* _Directions_:
1) Answer these questions about the excerpt on Sachs and Ferguson:
(a) What two things did Sachs advocate in the 1980s?
(b) On which program was Sachs attacked by Niall Ferguson?
(c) According to Sachs, what are the two pillars a proper economy runs on?
2) Output the stretch of the excerpt on Sachs and Ferguson that opens with the words containing "SACHS: I’m talking" and closes with "continue to fail.".
3) Go on with the excerpt on Sachs and Ferguson, picking up after its final sentence.

Remember, Sachs was the one who advocated radical privatization and “shock therapy” in the 1980s. He has advised international banking institutions and governments in favor of highly deregulated free markets.

Yet recently, he came out in support of Occupy Wall Street.

Today, on Fareed Zakaria’s GPS, he was attacked by Niall Ferguson, who used Sachs’ own past policies as ammunition:

SACHS: I’m talking about investment in education. I’m talking about investment in job skills. I’m talking about investment in science and technology. Talking about investment in 21st century infrastructure. And we’ve been for 30 years demonizing government. We’ve been demonizing taxation. We have neglected to understand that a proper economy runs on two pillars, a market and government. And until we come back to that basic level of understanding that we need a mixed economy, not just a market economy, we’ll continue to fail.

ZAKARIA: Final thought on -

FERGUSON: Well, I’m sure the Chinese are listening to this debate with glee thinking, well, there are still academics in the west who think that the route to salvation is to expound the role of the state because that’s certainly not what is happening in China. It is not what is happening in India. It is not what is happening in Brazil. The most dynamic economies in the world today are the ones which are promoting market reforms and reining in the rule of the state which in those countries grew hypertrophically (ph) in the 20th century and that is a big problem in Jeff Sachs’ argument.

[Photo-based referring expression data]
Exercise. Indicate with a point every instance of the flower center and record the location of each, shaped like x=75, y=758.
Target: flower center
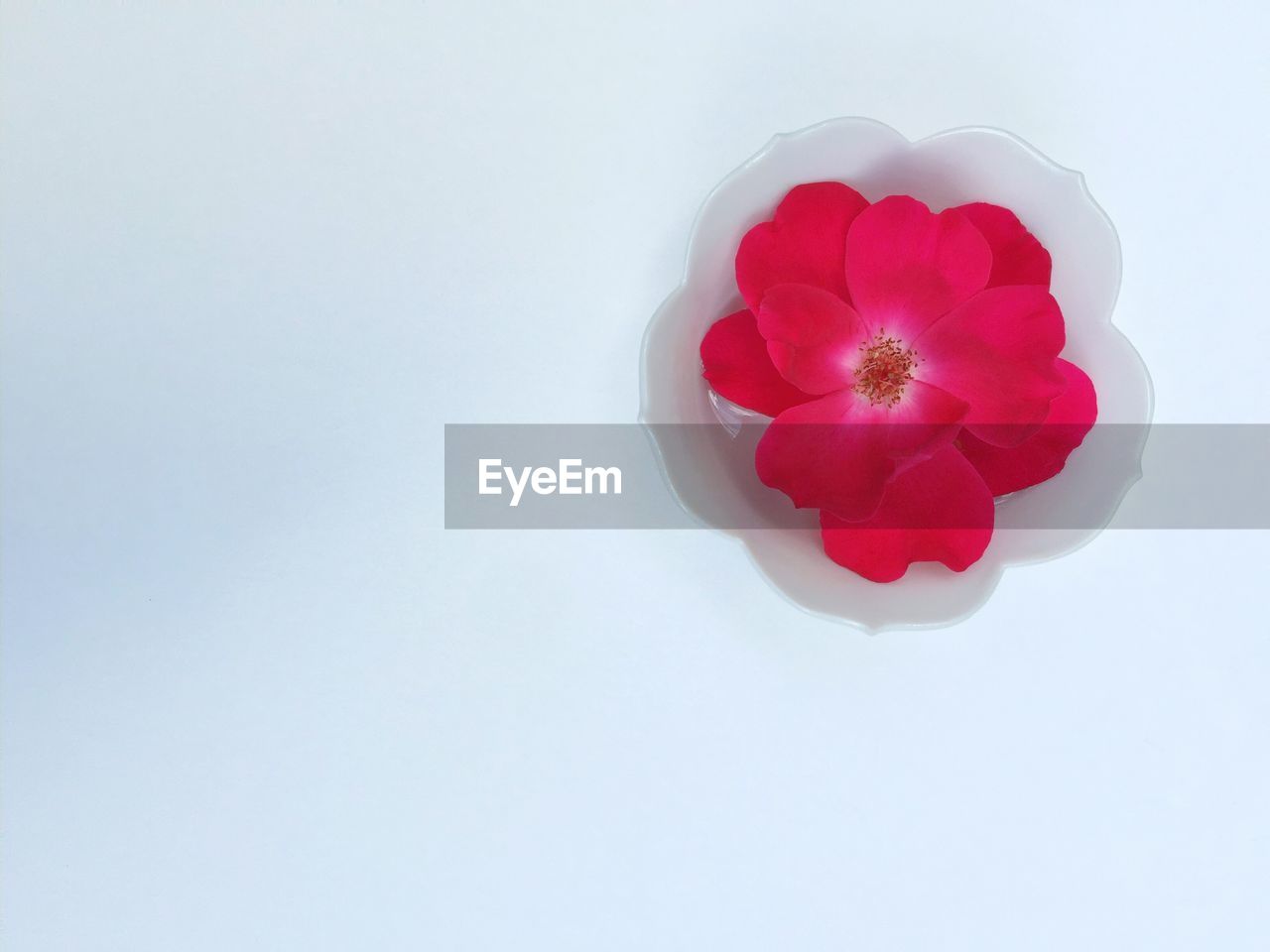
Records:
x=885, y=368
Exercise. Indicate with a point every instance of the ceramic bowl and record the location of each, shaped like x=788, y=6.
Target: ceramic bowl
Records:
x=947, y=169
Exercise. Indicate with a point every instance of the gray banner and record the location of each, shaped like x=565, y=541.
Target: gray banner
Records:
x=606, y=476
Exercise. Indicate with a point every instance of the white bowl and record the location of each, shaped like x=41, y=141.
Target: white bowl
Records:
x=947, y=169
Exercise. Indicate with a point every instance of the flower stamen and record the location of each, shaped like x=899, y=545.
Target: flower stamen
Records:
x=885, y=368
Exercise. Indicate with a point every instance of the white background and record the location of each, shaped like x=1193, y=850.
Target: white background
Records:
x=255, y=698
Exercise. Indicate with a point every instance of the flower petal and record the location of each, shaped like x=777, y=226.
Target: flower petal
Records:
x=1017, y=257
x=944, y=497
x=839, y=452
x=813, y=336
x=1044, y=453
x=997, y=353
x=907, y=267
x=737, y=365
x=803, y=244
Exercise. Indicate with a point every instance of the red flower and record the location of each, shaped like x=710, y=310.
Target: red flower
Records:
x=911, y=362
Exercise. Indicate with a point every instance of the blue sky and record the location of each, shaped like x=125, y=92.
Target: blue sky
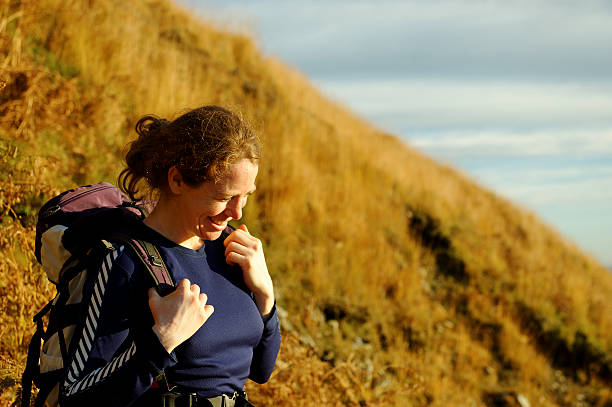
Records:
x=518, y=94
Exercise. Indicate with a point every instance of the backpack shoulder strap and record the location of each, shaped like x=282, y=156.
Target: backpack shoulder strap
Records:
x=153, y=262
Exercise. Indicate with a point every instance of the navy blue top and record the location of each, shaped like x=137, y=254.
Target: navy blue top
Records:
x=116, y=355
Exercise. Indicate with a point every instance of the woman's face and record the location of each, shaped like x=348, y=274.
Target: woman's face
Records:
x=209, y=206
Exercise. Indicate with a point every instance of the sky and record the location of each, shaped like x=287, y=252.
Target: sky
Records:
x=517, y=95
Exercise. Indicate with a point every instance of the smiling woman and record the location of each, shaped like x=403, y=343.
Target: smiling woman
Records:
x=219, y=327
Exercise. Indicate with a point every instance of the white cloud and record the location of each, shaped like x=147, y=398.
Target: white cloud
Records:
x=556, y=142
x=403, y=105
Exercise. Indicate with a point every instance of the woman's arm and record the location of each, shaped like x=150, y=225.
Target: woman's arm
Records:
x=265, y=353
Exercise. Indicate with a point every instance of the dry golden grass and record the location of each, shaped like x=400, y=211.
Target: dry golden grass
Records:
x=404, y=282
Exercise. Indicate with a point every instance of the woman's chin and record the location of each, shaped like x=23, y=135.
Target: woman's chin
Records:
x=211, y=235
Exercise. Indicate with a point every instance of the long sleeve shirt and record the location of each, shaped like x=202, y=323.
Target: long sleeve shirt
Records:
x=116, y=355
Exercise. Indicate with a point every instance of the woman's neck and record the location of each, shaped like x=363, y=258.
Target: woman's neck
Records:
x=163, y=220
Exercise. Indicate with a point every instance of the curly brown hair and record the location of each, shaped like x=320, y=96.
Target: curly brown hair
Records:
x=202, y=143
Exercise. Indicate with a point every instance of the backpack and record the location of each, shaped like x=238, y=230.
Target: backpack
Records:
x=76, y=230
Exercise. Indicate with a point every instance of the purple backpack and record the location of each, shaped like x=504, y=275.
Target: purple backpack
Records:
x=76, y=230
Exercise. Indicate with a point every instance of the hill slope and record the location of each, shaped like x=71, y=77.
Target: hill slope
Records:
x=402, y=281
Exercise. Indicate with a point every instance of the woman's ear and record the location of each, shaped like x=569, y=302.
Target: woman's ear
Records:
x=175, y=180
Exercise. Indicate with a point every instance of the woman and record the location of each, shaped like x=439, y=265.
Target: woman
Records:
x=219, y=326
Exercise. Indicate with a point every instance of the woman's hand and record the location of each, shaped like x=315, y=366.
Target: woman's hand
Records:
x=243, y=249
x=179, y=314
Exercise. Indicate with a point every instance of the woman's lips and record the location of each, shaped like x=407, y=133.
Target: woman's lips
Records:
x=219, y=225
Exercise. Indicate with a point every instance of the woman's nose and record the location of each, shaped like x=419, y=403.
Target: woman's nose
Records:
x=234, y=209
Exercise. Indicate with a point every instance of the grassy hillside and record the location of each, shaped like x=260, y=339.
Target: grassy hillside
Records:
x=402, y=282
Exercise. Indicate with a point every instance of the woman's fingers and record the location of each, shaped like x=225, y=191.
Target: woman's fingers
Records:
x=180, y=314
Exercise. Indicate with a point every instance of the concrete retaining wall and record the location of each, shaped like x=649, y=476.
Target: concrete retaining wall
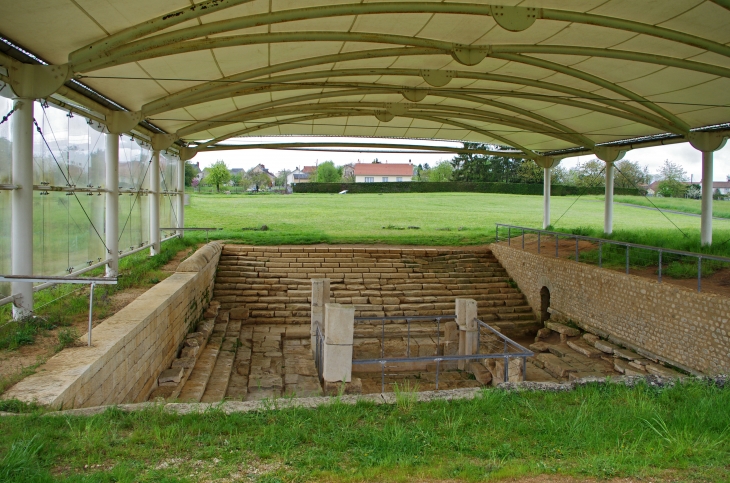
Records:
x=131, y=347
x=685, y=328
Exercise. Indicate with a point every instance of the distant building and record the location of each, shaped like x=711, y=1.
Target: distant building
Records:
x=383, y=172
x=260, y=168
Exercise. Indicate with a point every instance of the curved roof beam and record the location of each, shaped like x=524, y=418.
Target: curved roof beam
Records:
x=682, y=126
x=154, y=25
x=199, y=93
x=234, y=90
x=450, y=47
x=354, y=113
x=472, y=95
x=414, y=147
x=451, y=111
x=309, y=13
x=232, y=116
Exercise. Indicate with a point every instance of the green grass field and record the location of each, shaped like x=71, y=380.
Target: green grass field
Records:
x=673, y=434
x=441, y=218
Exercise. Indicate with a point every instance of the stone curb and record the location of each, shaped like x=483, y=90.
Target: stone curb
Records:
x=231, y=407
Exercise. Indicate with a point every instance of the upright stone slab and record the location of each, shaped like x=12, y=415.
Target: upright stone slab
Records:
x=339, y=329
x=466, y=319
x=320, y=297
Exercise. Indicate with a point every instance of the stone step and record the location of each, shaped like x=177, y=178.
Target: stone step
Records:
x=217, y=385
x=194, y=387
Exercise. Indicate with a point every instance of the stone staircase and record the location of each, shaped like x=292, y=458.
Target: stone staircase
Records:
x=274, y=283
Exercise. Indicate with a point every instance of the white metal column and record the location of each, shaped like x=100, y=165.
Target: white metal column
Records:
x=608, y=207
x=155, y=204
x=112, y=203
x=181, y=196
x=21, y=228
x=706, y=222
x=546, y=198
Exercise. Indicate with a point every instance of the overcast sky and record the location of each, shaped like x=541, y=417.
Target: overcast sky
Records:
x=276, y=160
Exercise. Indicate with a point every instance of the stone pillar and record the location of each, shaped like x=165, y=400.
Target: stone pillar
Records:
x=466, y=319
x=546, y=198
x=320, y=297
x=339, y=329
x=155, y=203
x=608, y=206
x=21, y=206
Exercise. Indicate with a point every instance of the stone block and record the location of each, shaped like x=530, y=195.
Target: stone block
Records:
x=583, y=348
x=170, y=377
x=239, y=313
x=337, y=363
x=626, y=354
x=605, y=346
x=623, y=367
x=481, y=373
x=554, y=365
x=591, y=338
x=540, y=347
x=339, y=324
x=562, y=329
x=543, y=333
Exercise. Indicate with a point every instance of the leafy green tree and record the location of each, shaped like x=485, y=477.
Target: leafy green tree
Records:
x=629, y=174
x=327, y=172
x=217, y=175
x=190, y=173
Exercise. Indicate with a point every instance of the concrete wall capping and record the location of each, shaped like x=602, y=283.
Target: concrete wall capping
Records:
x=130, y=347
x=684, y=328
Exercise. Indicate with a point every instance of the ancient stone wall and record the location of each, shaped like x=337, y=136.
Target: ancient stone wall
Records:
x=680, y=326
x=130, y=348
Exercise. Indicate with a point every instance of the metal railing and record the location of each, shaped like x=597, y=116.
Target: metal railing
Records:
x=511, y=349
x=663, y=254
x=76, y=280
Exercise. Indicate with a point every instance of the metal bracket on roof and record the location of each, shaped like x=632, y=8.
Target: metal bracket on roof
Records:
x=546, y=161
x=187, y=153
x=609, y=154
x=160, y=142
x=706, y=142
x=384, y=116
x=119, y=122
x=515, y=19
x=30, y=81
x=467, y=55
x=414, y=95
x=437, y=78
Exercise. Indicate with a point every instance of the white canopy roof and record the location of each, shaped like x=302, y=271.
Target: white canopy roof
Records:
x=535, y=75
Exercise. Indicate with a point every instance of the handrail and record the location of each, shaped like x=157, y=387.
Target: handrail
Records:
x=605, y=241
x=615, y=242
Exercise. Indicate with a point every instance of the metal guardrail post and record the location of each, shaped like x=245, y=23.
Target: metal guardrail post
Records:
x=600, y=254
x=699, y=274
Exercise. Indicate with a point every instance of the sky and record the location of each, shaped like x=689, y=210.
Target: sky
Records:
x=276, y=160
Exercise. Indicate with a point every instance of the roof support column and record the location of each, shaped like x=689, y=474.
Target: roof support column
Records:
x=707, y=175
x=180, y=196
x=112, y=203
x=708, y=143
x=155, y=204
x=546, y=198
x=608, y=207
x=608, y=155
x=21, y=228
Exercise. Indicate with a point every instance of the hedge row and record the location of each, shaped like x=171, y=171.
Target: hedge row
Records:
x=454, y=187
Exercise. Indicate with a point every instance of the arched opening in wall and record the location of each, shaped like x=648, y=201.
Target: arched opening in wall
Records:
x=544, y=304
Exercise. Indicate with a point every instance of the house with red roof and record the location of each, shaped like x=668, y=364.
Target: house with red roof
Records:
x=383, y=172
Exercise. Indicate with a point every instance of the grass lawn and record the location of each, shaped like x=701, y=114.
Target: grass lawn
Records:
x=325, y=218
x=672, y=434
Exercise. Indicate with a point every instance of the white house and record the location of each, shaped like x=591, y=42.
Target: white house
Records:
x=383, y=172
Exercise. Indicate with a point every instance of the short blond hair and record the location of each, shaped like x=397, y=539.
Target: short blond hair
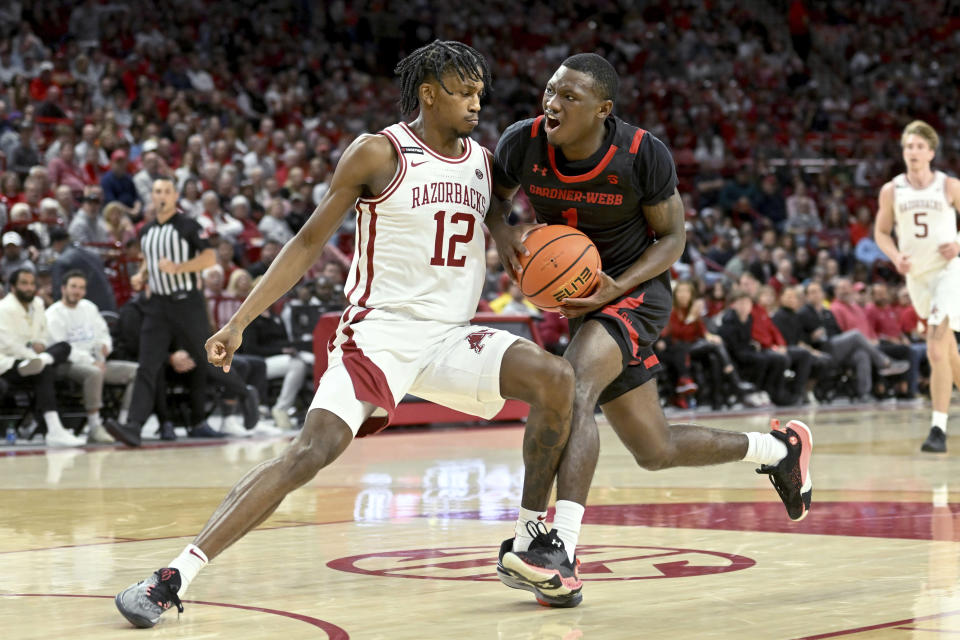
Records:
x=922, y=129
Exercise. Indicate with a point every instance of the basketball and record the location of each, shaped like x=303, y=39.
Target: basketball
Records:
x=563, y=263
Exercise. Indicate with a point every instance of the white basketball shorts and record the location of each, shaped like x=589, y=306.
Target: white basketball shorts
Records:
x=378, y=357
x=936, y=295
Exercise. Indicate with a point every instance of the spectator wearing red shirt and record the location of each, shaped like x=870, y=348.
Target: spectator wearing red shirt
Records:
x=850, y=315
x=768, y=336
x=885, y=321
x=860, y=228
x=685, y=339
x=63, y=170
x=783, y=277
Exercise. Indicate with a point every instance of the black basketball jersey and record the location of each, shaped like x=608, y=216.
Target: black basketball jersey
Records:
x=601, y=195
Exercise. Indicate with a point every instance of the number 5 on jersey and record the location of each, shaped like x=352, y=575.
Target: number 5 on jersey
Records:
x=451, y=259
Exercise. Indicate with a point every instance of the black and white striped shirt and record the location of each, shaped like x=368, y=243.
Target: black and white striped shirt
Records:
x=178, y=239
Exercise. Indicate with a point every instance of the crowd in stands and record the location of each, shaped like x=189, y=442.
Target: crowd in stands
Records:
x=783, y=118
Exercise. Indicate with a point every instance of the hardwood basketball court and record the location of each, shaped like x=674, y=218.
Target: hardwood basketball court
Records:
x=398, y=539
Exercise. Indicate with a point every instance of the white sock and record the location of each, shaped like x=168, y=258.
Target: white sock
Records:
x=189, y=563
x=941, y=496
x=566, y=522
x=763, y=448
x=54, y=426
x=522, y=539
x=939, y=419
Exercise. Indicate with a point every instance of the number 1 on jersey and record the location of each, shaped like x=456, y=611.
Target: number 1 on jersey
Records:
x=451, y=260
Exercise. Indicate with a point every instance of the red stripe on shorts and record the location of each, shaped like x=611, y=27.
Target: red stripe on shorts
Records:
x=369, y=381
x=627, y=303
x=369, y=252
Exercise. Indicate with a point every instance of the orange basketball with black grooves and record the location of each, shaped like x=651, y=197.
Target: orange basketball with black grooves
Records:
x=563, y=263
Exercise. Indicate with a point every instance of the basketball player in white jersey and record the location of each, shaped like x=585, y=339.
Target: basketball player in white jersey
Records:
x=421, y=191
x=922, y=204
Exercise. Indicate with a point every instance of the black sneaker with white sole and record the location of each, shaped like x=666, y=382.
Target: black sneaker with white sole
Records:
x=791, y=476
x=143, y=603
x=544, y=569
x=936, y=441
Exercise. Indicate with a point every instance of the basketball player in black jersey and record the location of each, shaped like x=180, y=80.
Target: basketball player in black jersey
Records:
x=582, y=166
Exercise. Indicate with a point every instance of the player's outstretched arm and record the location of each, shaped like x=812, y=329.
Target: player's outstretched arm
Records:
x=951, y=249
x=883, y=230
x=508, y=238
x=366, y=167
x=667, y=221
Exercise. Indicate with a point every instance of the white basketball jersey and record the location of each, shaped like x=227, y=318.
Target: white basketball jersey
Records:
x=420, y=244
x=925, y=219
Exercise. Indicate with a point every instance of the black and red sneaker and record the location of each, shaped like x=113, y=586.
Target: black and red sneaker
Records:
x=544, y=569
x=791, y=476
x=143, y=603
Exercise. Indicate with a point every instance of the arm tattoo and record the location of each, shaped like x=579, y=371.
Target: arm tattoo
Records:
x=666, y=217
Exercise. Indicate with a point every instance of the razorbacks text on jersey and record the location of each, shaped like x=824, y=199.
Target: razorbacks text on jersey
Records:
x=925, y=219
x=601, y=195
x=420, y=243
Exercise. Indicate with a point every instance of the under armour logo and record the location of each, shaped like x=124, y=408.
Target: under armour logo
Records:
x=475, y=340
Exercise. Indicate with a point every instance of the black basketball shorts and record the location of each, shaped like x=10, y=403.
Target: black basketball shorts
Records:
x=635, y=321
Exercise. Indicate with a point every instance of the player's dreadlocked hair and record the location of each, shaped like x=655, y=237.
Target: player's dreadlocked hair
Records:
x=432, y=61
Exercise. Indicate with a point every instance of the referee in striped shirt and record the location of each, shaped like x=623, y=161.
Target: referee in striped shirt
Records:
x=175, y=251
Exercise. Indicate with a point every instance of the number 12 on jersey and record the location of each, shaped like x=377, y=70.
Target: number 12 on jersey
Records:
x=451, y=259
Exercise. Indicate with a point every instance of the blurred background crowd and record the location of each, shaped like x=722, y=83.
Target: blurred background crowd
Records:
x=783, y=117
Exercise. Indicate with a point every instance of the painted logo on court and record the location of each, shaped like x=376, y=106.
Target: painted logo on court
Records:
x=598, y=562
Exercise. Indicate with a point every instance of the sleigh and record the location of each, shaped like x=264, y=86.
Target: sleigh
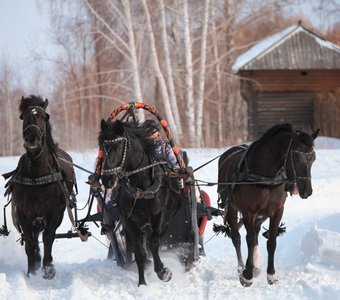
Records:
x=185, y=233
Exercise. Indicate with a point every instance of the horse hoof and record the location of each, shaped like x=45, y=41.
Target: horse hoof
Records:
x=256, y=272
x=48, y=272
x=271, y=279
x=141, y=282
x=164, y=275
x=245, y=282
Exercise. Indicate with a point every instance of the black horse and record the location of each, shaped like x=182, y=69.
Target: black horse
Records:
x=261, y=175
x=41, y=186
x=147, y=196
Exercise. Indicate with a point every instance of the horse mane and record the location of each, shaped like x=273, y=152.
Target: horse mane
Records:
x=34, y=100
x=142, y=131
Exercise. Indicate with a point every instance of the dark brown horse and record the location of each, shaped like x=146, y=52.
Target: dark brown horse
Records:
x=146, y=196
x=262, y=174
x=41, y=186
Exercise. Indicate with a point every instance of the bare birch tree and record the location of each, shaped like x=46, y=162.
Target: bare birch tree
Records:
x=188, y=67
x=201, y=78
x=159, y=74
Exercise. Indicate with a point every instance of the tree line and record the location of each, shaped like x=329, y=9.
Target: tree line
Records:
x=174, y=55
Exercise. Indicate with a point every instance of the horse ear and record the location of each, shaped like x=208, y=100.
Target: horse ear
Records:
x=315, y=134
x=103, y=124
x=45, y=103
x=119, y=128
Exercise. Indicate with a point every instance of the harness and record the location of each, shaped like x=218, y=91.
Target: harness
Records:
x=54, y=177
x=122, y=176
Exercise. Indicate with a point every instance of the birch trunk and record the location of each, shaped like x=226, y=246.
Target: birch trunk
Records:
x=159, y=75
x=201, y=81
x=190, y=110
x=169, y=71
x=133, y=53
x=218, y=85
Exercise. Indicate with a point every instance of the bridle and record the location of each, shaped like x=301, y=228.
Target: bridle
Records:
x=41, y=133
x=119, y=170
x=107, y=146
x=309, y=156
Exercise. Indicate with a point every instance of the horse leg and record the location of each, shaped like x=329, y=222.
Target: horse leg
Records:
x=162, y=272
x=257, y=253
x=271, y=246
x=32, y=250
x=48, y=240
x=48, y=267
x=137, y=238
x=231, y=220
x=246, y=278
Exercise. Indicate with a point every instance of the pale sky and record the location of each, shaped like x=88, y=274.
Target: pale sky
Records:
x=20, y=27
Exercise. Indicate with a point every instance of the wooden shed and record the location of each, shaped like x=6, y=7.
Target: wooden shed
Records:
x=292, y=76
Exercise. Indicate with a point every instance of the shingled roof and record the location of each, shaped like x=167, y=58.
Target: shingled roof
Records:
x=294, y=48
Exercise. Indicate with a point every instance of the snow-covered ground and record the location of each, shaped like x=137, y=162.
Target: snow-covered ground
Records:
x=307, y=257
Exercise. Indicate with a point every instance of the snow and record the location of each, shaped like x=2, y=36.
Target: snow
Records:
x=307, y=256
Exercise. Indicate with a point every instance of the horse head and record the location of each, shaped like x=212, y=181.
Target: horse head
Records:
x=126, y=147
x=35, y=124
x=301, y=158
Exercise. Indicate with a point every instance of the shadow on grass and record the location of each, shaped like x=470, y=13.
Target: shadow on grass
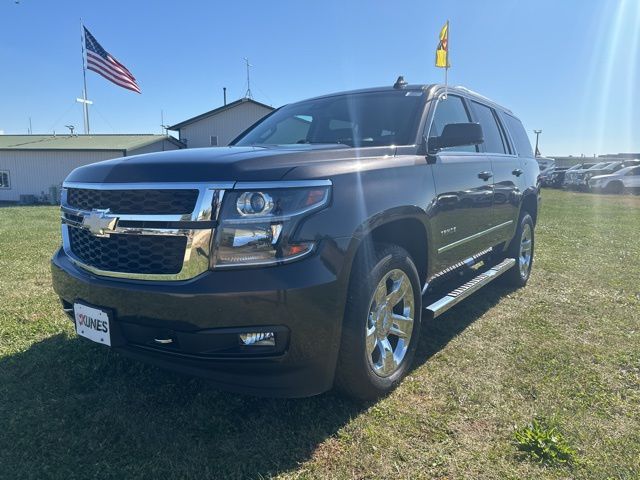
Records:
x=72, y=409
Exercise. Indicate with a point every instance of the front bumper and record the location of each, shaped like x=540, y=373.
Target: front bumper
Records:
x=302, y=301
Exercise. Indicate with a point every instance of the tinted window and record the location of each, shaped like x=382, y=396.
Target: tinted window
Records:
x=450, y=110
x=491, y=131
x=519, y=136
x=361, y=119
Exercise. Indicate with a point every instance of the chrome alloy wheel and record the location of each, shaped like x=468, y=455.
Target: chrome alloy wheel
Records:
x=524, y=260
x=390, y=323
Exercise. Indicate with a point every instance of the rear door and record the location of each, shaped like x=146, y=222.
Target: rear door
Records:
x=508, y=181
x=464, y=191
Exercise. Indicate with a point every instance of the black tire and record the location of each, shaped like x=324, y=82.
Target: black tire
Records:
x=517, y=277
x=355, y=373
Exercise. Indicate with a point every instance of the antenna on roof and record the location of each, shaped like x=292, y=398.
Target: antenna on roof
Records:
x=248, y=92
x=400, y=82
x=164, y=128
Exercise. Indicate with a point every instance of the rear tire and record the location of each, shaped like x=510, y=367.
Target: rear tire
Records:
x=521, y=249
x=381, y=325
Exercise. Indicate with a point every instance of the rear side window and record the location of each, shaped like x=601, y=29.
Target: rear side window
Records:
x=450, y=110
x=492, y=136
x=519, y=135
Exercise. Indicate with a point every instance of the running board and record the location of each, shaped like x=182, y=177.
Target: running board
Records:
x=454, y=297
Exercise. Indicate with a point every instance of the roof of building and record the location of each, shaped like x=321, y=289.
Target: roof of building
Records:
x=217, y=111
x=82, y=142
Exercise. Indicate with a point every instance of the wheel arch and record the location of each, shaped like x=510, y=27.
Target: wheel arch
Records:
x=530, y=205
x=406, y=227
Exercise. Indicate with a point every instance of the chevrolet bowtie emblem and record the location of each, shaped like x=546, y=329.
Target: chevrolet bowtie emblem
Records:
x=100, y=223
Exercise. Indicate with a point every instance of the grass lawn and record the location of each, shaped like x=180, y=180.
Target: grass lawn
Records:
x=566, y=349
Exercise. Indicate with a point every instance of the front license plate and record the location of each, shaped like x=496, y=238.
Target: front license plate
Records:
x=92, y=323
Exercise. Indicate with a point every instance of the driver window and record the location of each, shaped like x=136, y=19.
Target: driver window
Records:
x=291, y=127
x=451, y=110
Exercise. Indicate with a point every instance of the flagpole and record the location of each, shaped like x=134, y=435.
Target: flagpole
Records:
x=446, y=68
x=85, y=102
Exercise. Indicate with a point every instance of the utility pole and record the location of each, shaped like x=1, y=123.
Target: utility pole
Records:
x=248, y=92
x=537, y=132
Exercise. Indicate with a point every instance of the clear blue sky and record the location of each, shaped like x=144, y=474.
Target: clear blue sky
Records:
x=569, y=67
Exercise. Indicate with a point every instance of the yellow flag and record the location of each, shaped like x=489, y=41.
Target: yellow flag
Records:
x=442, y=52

* _Responses_:
1)
(a) Radical privatization and "shock therapy."
(b) Fareed Zakaria's GPS.
(c) A market and government.

2)
SACHS: I’m talking about investment in education. I’m talking about investment in job skills. I’m talking about investment in science and technology. Talking about investment in 21st century infrastructure. And we’ve been for 30 years demonizing government. We’ve been demonizing taxation. We have neglected to understand that a proper economy runs on two pillars, a market and government. And until we come back to that basic level of understanding that we need a mixed economy, not just a market economy, we’ll continue to fail.

3)
SACHS: Thank you for the lecture. But the catching up phenomenon is quite different from the problems that the United States or other high income societies face right now, and for us -

FERGUSON: The problem is the falling behind phenomenon.

SACHS: — and for us to be able to have high prosperity at the living standards we want, we need training, we need education. We need infrastructure. We need governments that can pay for that.

FERGUSON: But you forgot and we need higher progressive taxation on the private sector, because that’s the most important part –

SACHS: And we need the rich to pay their way, absolutely. Because they’ve run away with the prize. And they’ve run away with the -

FERGUSON: There’s a simplification.

ZAKARIA: Unfortunately -

SACHS: Part of the solution, stop calling it just one thing, Niall.

ZAKARIA: All right. I don’t think – I think this is one of the rare cases where I was superfluous as a moderator. Niall – Jeff Sachs, Niall Ferguson, thank you very much.

We will be right back.

(COMMERCIAL BREAK)

I’ll link to the video if it is online before this post goes underwater.